- Supplied records -

--------------------------------------------------

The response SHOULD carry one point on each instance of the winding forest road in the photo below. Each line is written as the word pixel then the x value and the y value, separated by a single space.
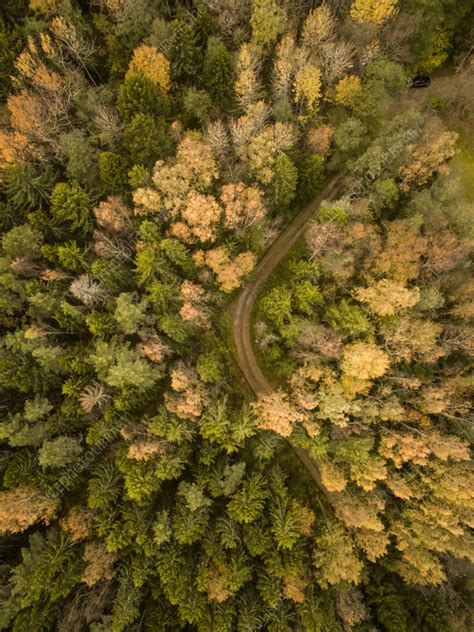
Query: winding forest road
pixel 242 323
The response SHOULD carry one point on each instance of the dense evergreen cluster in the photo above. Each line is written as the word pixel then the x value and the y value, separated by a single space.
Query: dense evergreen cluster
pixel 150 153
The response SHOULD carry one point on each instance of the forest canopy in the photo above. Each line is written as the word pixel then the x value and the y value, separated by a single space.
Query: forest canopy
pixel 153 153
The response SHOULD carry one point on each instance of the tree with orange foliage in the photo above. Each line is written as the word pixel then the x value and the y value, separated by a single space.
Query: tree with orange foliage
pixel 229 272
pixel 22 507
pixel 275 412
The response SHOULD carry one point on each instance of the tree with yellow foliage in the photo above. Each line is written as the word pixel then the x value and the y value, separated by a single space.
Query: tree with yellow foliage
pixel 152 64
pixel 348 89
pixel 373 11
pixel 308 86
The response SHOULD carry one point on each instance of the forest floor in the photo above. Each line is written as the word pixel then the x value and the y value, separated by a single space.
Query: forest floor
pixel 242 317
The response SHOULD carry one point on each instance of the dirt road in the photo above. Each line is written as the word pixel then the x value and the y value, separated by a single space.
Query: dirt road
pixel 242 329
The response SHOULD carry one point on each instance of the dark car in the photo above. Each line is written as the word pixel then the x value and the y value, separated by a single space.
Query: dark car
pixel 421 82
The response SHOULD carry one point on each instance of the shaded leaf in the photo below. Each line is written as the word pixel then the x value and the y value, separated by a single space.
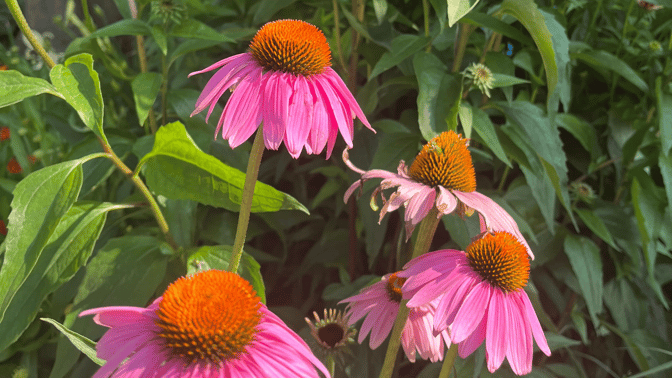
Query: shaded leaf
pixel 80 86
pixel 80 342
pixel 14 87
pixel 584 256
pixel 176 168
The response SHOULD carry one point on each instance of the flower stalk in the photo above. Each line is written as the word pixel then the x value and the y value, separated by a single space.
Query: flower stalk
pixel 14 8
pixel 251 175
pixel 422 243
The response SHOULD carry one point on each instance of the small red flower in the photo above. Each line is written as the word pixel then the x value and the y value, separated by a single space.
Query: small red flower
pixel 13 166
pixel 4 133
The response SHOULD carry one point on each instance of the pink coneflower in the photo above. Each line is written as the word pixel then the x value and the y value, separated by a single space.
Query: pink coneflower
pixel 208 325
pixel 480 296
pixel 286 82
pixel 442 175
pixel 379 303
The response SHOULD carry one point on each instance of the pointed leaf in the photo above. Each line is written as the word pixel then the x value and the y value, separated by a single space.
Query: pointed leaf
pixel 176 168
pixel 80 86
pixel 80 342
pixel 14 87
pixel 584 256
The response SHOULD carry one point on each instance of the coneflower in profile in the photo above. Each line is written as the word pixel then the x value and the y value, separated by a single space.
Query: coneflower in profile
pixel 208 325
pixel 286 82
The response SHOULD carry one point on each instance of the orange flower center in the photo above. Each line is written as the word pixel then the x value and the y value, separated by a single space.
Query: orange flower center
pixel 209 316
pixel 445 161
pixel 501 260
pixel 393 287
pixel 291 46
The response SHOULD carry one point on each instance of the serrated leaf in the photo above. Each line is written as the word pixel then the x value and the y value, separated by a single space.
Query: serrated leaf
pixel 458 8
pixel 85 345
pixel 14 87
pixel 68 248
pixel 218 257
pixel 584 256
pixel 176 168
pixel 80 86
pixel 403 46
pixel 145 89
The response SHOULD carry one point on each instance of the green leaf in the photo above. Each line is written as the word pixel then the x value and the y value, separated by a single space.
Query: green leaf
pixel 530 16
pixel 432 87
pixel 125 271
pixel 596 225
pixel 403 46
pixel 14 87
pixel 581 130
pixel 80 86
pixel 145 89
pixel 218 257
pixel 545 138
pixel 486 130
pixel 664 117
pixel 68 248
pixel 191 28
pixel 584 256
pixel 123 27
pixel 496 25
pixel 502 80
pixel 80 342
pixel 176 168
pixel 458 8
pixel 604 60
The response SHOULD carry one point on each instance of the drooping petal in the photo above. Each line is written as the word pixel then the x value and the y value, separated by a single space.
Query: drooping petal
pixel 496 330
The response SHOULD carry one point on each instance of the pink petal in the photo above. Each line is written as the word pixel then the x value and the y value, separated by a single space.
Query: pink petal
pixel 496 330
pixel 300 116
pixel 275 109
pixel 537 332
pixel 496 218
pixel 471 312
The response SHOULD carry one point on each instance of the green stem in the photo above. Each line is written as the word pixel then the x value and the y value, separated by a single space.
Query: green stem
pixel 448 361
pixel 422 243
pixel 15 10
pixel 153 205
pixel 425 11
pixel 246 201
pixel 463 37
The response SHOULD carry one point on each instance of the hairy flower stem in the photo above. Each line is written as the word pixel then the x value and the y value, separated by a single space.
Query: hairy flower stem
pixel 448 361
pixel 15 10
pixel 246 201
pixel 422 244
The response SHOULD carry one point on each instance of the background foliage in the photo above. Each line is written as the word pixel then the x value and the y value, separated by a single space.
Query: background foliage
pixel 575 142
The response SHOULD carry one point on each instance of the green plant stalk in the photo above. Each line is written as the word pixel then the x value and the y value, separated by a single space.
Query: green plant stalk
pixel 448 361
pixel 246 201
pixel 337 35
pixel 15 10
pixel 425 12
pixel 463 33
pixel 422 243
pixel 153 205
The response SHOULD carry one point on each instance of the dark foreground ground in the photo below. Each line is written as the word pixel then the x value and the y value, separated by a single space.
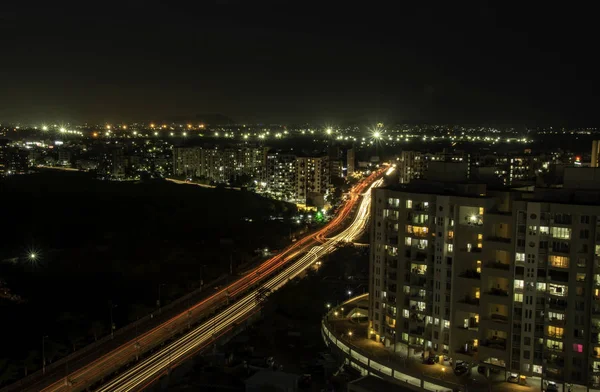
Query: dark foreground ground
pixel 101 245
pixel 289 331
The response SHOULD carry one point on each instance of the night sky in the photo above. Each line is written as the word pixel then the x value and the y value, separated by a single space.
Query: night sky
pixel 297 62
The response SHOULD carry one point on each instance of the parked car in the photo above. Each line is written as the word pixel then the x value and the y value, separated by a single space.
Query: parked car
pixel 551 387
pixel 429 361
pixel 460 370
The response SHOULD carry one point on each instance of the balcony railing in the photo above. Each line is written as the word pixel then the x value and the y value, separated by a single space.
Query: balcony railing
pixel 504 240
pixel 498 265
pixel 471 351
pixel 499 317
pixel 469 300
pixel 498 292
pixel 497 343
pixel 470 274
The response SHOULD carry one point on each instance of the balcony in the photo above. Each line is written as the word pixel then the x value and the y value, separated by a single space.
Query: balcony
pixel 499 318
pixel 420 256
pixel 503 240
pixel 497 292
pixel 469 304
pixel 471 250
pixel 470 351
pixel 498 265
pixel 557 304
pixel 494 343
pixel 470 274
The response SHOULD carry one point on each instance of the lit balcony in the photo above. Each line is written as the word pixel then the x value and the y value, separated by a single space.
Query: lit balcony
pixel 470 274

--------------------------------------------------

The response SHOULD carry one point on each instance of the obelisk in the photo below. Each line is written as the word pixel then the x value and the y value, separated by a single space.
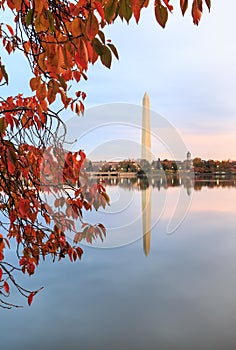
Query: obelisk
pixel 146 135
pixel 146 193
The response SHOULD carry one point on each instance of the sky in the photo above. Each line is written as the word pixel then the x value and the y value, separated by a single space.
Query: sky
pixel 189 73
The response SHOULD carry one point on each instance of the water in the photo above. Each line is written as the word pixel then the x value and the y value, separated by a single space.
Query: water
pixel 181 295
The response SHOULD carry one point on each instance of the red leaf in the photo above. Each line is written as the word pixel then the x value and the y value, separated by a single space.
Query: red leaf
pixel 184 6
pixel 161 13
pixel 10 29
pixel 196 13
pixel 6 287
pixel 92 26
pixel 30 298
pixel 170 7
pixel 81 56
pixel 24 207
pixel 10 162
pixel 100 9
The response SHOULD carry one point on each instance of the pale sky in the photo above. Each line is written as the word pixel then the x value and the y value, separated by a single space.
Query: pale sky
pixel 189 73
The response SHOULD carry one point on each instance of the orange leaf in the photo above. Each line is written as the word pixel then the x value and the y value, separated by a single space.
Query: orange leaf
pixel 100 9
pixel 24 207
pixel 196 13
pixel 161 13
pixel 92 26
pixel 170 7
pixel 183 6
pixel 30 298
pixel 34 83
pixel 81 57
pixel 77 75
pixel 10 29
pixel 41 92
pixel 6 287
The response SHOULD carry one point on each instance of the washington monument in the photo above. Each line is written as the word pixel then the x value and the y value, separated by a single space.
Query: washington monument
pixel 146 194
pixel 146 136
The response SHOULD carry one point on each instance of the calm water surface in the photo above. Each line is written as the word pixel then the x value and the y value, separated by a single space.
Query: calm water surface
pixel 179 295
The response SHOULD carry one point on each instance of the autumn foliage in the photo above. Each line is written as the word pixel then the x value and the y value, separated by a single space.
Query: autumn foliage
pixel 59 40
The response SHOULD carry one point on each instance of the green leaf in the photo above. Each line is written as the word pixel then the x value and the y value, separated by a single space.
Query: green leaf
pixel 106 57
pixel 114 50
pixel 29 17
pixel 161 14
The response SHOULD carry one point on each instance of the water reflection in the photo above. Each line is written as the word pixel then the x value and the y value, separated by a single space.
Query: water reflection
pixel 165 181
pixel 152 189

--------------------------------------------------

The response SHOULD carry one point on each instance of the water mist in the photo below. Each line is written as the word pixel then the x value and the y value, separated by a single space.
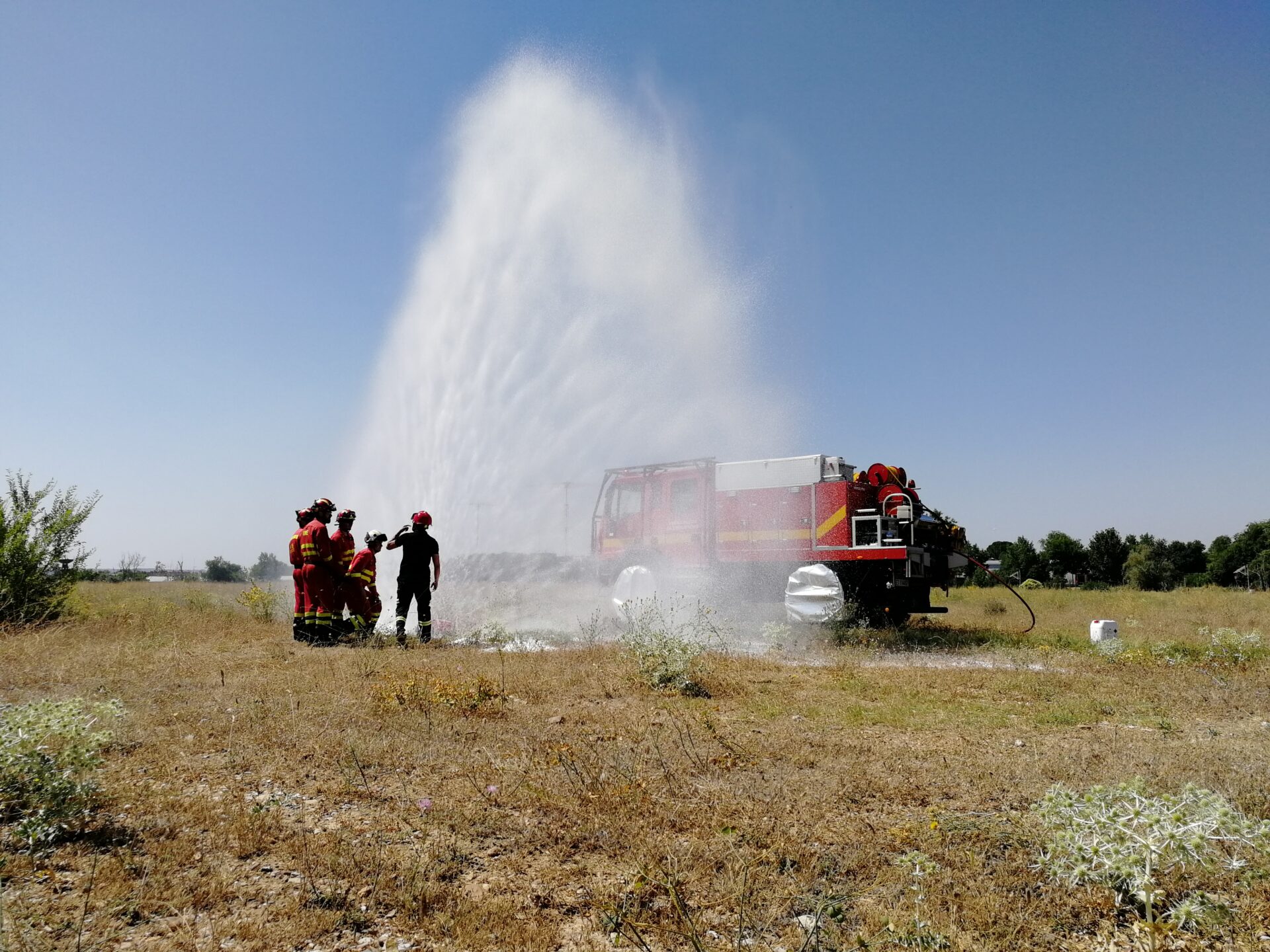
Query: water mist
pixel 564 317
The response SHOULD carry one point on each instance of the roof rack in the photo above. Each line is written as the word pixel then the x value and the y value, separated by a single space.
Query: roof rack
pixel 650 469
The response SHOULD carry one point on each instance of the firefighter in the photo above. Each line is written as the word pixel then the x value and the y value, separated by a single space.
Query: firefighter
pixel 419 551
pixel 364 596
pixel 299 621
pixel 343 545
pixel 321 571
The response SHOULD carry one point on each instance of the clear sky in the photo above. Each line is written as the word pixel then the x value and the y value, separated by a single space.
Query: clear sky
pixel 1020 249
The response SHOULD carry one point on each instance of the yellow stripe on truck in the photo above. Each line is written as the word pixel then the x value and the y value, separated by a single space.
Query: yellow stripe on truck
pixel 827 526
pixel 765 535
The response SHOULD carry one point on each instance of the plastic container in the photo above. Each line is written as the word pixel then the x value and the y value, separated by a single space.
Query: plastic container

--------------------------------------------------

- Exercise requirements -
Update the data in the stretch from the line containing "of the parked" through the line containing "pixel 460 370" by replacing "parked car" with "parked truck" and changing nothing else. Return only those lines.

- Exercise response -
The response SHOULD carry one point on each instance of the parked truck in the photo above. Each line is written as the word pixel then the x value and the y value, separated by a single space.
Query: parked truck
pixel 551 387
pixel 429 361
pixel 460 370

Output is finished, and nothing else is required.